▶ _WORK TO COMPLETE_
Write every entry out again, unchanged.

▶ _Data items_
□ □ □
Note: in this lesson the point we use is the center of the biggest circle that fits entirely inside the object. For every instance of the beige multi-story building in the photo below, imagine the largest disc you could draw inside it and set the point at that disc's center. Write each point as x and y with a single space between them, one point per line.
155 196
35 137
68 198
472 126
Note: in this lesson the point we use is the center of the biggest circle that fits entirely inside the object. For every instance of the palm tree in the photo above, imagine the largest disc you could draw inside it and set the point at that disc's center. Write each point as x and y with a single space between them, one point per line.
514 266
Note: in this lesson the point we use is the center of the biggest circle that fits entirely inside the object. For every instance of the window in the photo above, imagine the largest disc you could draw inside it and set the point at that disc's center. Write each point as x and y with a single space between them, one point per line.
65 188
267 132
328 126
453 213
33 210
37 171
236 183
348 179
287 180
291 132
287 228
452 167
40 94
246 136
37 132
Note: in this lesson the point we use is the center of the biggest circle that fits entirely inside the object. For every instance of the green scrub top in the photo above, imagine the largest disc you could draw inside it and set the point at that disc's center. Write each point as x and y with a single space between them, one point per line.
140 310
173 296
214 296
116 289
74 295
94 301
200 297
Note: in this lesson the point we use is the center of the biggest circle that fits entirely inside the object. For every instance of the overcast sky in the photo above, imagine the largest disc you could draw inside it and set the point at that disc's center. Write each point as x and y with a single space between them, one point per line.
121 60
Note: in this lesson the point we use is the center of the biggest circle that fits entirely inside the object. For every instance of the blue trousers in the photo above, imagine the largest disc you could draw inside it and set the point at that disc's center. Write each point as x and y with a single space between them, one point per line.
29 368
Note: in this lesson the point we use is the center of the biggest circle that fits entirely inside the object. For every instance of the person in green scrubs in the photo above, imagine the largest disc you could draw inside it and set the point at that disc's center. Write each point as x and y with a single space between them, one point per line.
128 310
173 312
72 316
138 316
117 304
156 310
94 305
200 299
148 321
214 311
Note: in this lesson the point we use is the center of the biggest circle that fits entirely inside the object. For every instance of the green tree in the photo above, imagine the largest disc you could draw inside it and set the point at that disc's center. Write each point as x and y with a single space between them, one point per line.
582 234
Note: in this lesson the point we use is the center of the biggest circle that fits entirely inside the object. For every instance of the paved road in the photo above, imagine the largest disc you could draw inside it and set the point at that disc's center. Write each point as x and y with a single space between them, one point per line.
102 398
□ □ □
▶ _WRITTEN RESPONSE_
Note: in this lesson the point we use is the center of the biggest circle that fits entirely inside the object. For every instance of the beige multi-story building in the photo below, imagine the largest disc you could draw inside it and set the point at that disc's center. Write each point as x and y with a single space between them, one point per line.
155 196
35 137
68 198
472 126
Note: in this lesson the point we use is the center of the biggest circle that fits entirely inside the object. For every instance of the palm tree in the photo above, imagine the largest disc you could draw inside it and set the point at that disc's center. Write each point as x and y with a single space between them, one point per line.
514 266
Note: in this lesson the point we use is the center of the biggest circle that fits entirely inside the object. For every instance of the window in the photo above, imagine the largest disc you could draw inside it and set the point at that disc's center. Write each point as x and y with a single space between them, one point per line.
65 188
267 132
328 126
453 213
33 210
37 171
236 183
348 179
287 180
291 132
287 228
452 167
40 94
246 136
37 132
Note: in this lesson the point we use is the center of the biggest circle that fits entirely inside the object. For every instance of the green scrub top in the photo above, imagine the largest disc you could draw inside it and set the point at that disc's center. Write each point as x and y with a single space between them, one point per line.
140 310
173 296
214 296
116 289
74 295
94 301
200 297
Note: in this lesson the point we use is the center of the biggest circle that fits entirely inside the object. For every instance of the overcast sky in the photo above, imagine the largest disc you could draw inside it and set the point at that disc's center. Write each point as x and y with a single space between them, one point per line.
121 60
Note: in this lesson the point we use is the center of the biggest circle that fits entirely inside the object. For every instance of the blue trousers in the photo above, imagine the largest disc you could draw inside it and set the point at that disc's center. Write each point as x and y with a single space between them, one point per line.
29 368
Note: in this lesson the point we use is the center of the biggest circle that fits entirely inside the object. For every instance of the person in green scrubs in the photo above, imagine the largest disc you could draw inside it and set the point at that disc's center. Write each point as x and y with a single space between them, one point per line.
128 310
173 312
72 316
138 316
117 304
156 310
94 305
200 299
148 321
214 311
Note: in this lesson the point we use is the center of the biggest circle that fits entirely inside the object. For every instance of the green tree in the photo above, imagine the largest disc you could draw inside it and set the point at that disc's center. Write each point as x and y with a single space between them, one point per line.
582 234
Note: in this lesson the point we use is the center of the biggest circle that fits entirely inside the object. For every instance of the paved road in the photo above, imagine the largest disc you could draw inside it and set the point at that disc's center. Write each point as x and y with a single space between them, one point per line.
102 398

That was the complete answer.